◆ **AIM OF THE TASK**: Everything from the line with "Target: arched ceiling" through the last line of the records below should be copied exactly, both ends included.

◆ **Excerpts of pointing data**:
::::

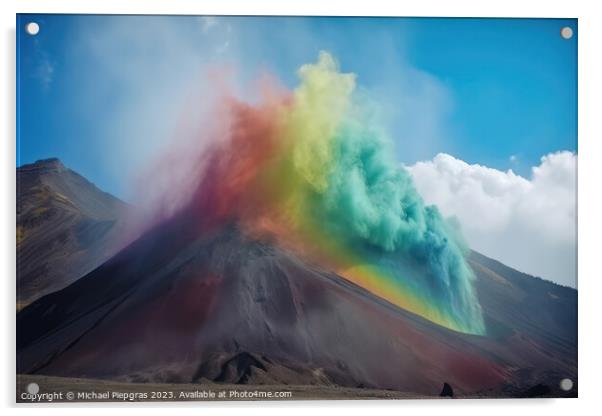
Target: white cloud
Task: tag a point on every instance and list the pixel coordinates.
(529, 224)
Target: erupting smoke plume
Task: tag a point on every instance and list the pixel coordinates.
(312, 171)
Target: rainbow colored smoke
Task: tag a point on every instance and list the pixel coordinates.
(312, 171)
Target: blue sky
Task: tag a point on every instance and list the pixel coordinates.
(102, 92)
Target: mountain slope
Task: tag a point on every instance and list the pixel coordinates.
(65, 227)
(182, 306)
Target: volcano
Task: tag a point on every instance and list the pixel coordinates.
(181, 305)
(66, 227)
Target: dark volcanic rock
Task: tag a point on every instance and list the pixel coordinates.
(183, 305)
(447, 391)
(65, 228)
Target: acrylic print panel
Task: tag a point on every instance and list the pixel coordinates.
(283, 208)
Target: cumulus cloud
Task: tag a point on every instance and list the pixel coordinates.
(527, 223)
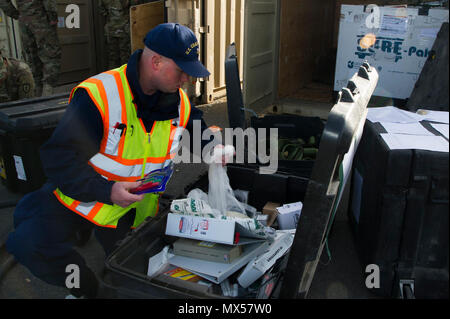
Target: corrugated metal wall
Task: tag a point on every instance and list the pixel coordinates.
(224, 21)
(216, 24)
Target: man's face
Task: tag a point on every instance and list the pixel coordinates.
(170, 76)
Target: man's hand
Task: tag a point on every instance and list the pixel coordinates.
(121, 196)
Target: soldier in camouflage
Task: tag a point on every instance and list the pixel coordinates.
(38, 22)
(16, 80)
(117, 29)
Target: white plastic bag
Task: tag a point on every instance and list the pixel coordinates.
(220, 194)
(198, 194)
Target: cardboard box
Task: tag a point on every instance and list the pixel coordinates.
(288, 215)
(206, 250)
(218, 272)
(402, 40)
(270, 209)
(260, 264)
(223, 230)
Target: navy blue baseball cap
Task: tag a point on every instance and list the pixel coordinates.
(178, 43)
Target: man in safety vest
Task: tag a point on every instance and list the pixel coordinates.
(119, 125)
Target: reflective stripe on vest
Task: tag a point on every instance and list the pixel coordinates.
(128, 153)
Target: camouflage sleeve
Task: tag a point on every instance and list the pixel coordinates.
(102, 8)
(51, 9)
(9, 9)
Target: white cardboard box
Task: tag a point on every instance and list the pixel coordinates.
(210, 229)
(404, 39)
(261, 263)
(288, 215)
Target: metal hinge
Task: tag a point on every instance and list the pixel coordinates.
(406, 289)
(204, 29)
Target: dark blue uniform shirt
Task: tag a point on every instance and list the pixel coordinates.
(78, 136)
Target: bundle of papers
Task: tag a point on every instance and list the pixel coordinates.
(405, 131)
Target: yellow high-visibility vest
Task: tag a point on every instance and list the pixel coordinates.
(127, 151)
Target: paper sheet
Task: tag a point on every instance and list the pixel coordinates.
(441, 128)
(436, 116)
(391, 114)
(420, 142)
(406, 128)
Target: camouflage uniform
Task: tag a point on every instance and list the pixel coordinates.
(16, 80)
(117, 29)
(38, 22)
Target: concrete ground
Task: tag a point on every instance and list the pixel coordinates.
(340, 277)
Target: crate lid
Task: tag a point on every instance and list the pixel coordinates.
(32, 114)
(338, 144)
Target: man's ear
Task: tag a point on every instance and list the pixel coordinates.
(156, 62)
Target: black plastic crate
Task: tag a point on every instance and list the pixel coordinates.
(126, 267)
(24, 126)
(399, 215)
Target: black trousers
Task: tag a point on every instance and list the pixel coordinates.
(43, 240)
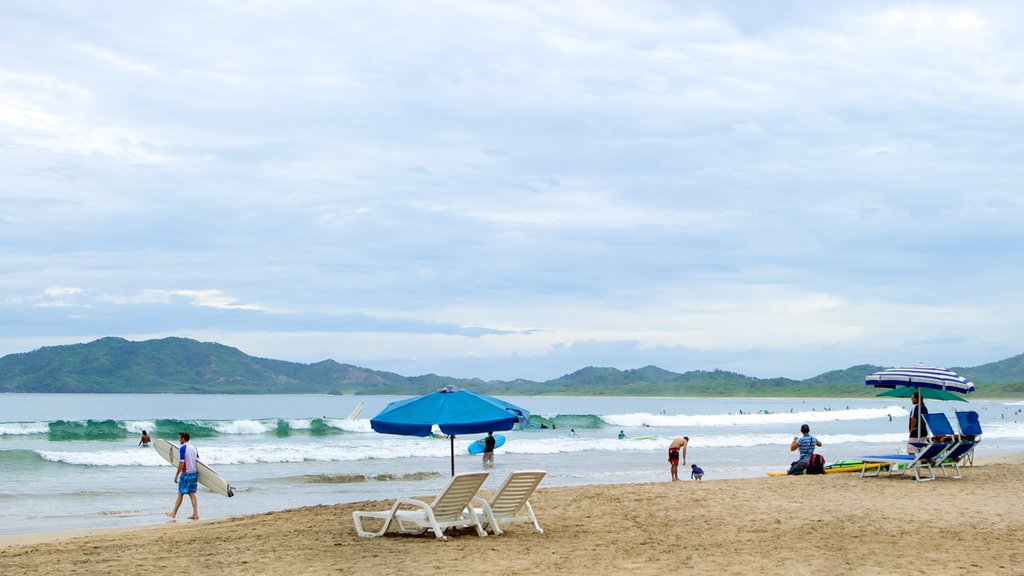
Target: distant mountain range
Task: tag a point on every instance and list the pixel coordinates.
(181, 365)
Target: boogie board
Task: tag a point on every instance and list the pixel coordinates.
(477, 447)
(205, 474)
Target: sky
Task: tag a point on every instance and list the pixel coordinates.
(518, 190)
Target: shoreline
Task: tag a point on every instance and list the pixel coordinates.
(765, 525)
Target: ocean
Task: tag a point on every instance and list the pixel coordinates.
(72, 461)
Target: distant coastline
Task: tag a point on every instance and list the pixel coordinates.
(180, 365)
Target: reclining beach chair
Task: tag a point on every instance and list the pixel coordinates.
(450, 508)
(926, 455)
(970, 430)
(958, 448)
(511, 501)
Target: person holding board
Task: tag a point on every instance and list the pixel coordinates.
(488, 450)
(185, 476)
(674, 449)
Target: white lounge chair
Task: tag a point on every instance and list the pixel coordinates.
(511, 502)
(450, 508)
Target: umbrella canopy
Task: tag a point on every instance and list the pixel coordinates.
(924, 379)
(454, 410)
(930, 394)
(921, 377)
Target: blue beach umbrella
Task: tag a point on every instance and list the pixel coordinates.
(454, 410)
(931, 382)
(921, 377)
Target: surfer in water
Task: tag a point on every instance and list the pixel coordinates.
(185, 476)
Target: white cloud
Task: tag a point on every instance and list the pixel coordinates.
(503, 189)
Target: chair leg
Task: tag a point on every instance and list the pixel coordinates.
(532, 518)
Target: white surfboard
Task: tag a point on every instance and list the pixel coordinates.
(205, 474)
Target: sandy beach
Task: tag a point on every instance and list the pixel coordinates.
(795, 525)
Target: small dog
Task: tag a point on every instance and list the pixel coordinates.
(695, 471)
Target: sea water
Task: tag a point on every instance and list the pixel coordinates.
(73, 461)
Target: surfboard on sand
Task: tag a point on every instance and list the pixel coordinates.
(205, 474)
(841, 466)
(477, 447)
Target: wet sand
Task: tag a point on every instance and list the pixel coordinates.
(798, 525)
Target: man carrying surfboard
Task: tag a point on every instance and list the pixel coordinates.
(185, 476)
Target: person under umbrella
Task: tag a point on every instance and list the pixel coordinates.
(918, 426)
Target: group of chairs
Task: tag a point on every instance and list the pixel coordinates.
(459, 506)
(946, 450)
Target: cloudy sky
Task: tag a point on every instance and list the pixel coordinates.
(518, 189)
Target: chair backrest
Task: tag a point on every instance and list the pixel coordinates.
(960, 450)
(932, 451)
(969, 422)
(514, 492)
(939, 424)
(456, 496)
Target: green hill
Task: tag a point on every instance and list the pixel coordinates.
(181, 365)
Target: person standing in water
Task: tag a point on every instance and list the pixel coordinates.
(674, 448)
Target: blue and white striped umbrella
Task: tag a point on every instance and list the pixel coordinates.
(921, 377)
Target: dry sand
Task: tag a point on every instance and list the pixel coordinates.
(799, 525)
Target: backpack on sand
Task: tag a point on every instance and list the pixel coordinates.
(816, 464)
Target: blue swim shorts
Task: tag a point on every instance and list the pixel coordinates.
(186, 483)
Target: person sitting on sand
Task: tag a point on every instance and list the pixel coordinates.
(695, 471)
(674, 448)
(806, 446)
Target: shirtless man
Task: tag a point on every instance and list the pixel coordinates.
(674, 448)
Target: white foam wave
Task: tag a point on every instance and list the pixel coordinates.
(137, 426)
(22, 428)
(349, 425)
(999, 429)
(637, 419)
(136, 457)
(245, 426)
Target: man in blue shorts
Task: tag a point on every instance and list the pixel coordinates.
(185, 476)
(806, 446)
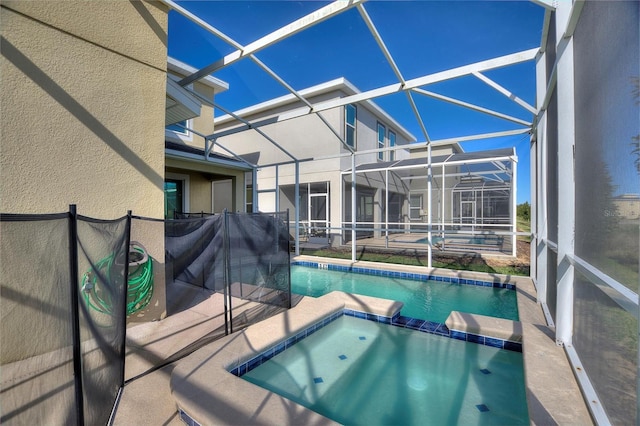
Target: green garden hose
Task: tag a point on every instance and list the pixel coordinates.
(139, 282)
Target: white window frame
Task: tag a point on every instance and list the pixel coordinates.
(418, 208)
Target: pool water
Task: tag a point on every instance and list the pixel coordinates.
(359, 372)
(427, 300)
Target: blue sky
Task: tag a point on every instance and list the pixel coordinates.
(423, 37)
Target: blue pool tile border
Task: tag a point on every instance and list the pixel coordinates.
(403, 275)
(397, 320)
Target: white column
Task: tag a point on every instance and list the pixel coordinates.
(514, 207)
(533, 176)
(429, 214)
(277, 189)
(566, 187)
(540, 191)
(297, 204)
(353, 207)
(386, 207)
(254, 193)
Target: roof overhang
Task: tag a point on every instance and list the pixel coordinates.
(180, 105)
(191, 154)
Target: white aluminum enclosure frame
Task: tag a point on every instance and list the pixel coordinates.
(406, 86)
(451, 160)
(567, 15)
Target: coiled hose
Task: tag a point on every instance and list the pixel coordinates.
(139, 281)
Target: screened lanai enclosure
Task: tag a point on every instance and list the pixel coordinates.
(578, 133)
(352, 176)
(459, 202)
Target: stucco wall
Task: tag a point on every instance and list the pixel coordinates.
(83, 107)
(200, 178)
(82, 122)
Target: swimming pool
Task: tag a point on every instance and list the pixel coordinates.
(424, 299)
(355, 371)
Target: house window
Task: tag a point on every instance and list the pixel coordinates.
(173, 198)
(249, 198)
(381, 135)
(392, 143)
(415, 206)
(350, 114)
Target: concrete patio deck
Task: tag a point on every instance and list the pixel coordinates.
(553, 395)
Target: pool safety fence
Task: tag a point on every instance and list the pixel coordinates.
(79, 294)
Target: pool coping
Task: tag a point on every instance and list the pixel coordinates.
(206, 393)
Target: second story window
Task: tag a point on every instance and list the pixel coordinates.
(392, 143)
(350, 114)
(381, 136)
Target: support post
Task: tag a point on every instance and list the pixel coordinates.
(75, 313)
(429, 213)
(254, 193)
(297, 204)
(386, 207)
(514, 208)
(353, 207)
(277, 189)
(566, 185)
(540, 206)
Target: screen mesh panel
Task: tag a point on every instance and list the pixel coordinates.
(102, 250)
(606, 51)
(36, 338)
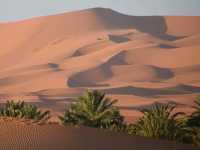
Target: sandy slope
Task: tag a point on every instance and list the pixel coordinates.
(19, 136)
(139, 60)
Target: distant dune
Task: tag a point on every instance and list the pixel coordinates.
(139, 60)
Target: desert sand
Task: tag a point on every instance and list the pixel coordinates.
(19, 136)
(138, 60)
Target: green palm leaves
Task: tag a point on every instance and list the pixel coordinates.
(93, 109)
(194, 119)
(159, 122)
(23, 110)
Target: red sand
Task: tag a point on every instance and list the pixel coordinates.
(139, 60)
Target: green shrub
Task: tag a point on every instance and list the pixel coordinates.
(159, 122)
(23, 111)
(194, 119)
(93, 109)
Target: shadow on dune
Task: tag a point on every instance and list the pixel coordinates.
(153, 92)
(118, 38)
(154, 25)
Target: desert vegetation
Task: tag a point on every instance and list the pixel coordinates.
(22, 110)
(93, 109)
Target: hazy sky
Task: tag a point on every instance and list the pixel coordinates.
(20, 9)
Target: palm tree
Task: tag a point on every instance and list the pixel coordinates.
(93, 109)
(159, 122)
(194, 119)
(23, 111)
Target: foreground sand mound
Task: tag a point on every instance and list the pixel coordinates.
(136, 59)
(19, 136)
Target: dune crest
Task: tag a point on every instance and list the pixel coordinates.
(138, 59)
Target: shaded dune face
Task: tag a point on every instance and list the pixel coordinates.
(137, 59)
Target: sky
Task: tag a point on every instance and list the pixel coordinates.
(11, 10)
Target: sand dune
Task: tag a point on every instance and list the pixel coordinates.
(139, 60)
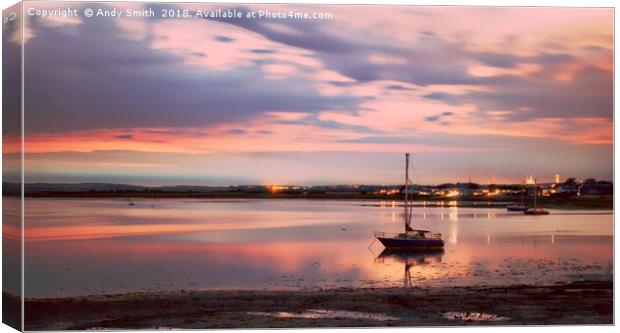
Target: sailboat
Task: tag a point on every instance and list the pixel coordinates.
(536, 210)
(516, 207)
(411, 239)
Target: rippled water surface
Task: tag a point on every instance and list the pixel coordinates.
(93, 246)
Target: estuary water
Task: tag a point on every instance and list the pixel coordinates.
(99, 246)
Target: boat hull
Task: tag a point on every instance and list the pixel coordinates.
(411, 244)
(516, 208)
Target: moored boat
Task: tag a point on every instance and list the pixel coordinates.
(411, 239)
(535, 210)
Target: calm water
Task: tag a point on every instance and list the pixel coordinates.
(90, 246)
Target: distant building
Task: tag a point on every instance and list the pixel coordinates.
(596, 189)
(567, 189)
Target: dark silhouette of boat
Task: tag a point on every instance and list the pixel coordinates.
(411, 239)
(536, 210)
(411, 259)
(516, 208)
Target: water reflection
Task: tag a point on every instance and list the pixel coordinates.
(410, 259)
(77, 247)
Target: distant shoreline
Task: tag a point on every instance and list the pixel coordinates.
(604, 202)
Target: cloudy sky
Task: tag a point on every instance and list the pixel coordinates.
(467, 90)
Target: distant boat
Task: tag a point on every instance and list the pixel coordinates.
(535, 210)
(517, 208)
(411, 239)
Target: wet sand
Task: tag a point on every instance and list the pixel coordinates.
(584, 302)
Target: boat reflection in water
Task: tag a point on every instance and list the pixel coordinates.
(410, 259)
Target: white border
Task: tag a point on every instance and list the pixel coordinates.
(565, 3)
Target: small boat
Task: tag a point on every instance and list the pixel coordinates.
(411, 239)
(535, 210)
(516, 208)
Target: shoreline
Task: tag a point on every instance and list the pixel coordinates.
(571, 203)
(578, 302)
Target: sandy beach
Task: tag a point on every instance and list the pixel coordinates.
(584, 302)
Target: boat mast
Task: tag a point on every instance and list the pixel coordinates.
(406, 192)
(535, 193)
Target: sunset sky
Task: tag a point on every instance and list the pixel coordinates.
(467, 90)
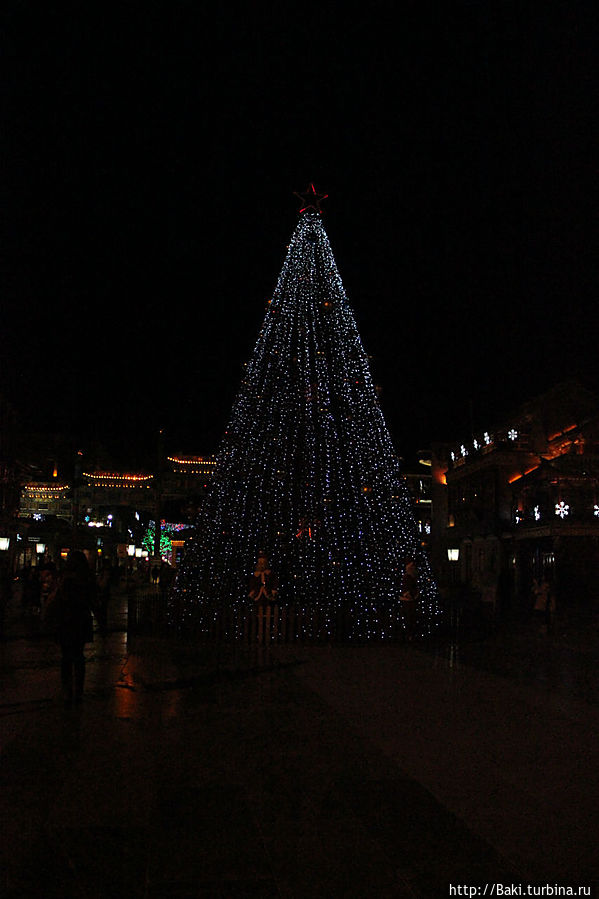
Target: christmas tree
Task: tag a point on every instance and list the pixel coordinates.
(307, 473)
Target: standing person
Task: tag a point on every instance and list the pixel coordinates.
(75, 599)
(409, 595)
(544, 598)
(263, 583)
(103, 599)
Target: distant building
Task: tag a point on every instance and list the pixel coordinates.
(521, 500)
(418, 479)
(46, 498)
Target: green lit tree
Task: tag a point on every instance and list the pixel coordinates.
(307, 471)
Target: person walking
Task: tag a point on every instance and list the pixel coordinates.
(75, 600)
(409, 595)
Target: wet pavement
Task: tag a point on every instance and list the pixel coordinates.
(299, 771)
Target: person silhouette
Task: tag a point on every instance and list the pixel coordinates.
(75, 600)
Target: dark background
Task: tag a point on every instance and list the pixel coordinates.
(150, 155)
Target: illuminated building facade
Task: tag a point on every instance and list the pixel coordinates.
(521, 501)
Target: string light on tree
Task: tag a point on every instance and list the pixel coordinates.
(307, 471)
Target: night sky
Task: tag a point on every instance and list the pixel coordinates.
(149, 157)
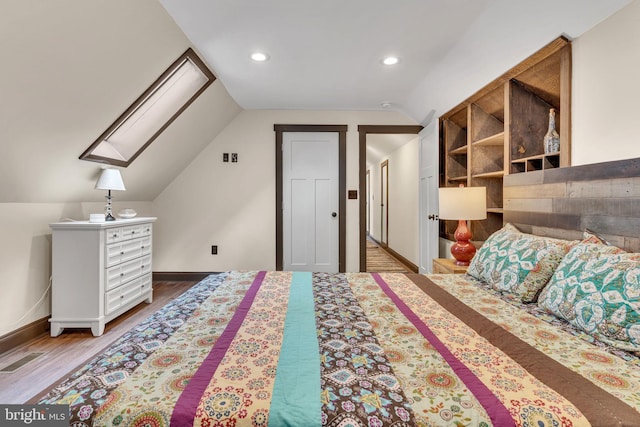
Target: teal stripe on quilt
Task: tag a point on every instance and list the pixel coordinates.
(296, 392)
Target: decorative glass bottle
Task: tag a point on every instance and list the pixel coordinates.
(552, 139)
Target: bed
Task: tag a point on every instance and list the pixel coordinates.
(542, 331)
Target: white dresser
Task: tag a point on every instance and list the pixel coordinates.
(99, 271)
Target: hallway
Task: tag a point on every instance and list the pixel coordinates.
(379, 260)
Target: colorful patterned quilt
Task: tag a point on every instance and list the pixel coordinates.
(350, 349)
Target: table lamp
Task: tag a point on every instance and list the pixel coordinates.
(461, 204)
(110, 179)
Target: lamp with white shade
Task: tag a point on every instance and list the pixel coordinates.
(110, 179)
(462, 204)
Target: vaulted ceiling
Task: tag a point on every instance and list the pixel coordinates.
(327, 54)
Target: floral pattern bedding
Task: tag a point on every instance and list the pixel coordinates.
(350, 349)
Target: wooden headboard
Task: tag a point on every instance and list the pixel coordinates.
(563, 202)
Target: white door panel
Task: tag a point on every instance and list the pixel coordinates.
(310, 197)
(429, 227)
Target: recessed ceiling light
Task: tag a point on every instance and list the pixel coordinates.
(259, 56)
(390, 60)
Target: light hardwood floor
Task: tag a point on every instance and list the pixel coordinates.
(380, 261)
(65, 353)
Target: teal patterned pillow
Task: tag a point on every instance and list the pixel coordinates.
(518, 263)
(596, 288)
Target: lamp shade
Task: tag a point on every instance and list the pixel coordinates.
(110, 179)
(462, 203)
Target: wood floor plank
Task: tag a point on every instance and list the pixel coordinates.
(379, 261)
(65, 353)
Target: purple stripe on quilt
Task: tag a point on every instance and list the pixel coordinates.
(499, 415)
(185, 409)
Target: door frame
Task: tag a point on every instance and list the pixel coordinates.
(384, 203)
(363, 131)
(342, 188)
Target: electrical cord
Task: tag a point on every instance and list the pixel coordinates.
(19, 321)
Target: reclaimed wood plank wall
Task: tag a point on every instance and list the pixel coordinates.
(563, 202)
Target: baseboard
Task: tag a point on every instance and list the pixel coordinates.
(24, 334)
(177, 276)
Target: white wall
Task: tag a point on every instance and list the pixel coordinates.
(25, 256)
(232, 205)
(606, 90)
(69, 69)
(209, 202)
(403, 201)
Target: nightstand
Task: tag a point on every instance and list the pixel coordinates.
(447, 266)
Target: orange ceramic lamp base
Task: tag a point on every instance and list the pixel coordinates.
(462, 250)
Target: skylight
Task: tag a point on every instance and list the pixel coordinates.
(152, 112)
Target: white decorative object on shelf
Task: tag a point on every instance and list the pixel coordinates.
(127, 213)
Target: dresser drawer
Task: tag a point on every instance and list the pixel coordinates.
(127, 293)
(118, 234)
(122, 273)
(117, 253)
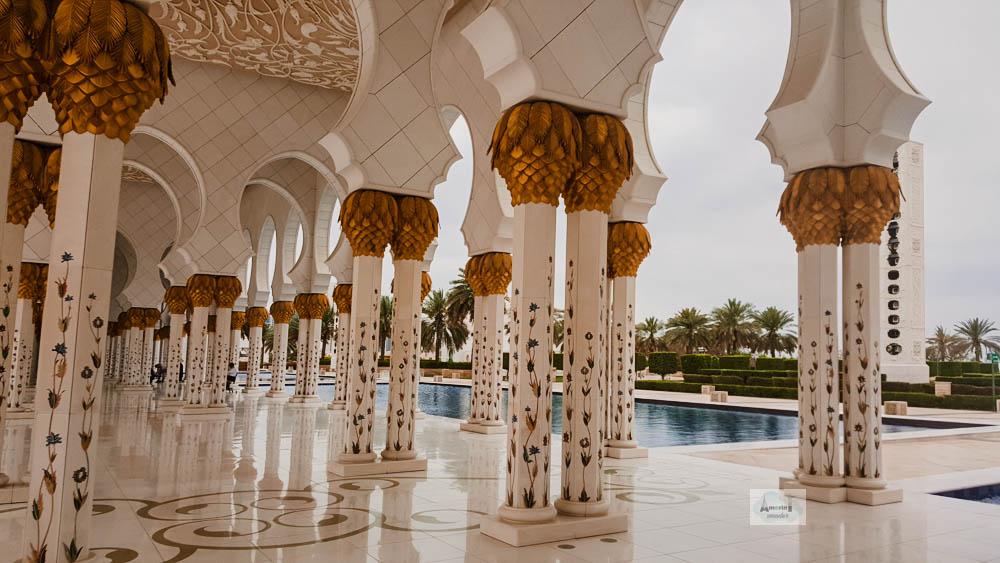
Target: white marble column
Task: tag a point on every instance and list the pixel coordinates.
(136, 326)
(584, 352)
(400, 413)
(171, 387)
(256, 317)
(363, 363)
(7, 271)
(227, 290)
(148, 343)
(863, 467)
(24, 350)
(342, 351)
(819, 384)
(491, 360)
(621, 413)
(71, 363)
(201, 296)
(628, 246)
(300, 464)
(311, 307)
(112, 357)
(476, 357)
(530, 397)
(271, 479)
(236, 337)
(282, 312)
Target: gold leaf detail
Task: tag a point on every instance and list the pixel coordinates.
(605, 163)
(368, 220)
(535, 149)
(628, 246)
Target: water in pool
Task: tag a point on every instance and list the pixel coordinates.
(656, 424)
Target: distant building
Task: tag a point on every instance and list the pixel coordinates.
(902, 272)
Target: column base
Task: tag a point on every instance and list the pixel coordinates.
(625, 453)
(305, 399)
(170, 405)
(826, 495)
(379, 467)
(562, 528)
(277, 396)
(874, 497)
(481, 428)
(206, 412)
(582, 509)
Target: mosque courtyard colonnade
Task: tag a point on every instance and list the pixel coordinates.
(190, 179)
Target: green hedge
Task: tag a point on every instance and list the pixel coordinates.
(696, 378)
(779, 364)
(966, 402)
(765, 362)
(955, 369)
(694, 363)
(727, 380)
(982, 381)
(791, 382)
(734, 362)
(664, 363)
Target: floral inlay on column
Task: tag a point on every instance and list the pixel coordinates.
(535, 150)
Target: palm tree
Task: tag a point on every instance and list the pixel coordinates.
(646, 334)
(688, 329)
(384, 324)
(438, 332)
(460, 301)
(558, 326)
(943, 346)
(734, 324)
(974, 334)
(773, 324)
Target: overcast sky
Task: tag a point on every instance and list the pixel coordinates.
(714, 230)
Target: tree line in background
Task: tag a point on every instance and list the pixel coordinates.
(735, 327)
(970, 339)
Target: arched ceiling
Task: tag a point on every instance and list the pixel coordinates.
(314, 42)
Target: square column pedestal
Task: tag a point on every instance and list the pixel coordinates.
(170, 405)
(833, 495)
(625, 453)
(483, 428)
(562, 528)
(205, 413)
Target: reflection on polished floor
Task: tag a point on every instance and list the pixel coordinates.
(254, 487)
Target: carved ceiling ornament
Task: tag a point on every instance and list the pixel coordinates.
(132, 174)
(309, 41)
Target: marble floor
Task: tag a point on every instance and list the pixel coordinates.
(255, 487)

::::

◆ **COMPLETE ANSWER**:
Target: arched ceiling
Task: tag a point on every instance and list the pixel coordinates.
(314, 42)
Target: square column pedestal
Task: tag a point on every instance and list the pixel coordinates.
(170, 405)
(833, 495)
(625, 453)
(483, 428)
(562, 528)
(205, 413)
Target: reflection on polished floor
Task: tag a point on every instance and list the pixel coordinates.
(254, 487)
Target: carved ceiling ornament
Task: tag a point on every instance and list the pixel coordinates.
(132, 174)
(309, 41)
Target: marble floor
Task: tag a point on every instance and list the pixel coordinates.
(255, 487)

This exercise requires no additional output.